TEXTE FOURNI:
"""

Particulièrement amatrice du concept de voyage dans le temps, le traitement ici quelque peu inédit du sujet m’a tout de suite intriguée. Mais plus qu’un récit de science-fiction, c’est une profonde histoire d’amour que l’on découvre, celle d’un couple défié par l’étrangeté. Et l’étrangeté, c’est bien ce qui ressort de ce roman. La relation que partagent Claire et Henry a ses propres codes : on les découvre à tous âges et des interrogations, des cas de conscience peut-être aussi sont à même de gagner la lectrice ou le lecteur quant à la convenance du lien si particulier qui les lie, notamment quand la complicité entre un Henry de quarante ans qui rendrait visite à une Claire de quinze ans semble aller au-delà de ce qui paraît acceptable… ceci dit on entre dans un contexte si particulier qu’il serait improductif de vouloir donner un sens à ce que l’on découvre.

"""

TRAVAIL DEMANDÉ:
Extrayez mot pour mot du texte fourni le passage qui commence par « Particulièrement amatrice du » et continue jusqu'à « que l’on découvre. ». Les lignes de données ne servent à rien ici.

LIGNES DE DONNÉES:
"""

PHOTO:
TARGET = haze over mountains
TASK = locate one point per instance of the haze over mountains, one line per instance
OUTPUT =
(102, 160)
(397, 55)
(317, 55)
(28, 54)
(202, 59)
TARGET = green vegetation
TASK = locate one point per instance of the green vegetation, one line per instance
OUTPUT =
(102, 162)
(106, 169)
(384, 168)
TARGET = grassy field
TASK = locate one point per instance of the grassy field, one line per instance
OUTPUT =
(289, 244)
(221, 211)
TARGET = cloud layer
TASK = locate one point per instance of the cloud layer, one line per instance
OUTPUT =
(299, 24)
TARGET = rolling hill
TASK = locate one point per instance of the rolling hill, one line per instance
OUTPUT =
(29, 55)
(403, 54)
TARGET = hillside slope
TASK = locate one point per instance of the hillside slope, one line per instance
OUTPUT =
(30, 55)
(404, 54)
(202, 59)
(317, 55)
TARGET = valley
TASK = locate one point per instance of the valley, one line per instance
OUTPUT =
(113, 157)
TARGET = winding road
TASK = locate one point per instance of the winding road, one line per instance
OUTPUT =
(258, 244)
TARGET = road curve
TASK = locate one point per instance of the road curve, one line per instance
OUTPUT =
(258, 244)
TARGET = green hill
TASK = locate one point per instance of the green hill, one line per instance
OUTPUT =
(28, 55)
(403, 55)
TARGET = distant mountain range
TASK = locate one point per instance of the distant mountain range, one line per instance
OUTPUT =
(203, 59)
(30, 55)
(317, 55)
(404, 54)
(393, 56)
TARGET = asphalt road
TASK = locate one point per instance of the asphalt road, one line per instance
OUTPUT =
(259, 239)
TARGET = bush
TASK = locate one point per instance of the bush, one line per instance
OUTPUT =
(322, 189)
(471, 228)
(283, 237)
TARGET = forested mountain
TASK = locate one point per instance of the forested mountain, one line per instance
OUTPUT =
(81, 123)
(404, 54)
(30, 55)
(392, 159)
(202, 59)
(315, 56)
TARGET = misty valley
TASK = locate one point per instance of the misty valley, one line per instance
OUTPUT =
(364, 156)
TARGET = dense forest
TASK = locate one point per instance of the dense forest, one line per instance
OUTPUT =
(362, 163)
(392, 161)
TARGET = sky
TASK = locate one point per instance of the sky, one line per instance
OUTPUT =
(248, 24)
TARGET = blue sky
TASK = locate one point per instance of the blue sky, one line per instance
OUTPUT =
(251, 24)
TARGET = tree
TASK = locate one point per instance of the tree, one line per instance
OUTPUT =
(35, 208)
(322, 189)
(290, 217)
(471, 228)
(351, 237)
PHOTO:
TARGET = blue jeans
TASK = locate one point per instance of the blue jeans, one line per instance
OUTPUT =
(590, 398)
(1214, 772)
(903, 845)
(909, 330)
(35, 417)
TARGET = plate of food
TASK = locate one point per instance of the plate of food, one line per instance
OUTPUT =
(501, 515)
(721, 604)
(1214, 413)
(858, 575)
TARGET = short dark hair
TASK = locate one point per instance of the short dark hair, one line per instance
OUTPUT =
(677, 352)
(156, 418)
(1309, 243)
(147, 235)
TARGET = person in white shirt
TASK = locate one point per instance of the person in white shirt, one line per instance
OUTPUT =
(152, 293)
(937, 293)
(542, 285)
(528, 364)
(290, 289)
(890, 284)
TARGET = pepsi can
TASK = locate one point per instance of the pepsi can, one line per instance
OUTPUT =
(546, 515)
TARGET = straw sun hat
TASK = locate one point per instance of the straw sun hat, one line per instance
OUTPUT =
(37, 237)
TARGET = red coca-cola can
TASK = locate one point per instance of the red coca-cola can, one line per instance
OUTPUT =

"""

RÉPONSE ATTENDUE:
Particulièrement amatrice du concept de voyage dans le temps, le traitement ici quelque peu inédit du sujet m’a tout de suite intriguée. Mais plus qu’un récit de science-fiction, c’est une profonde histoire d’amour que l’on découvre, celle d’un couple défié par l’étrangeté. Et l’étrangeté, c’est bien ce qui ressort de ce roman. La relation que partagent Claire et Henry a ses propres codes : on les découvre à tous âges et des interrogations, des cas de conscience peut-être aussi sont à même de gagner la lectrice ou le lecteur quant à la convenance du lien si particulier qui les lie, notamment quand la complicité entre un Henry de quarante ans qui rendrait visite à une Claire de quinze ans semble aller au-delà de ce qui paraît acceptable… ceci dit on entre dans un contexte si particulier qu’il serait improductif de vouloir donner un sens à ce que l’on découvre.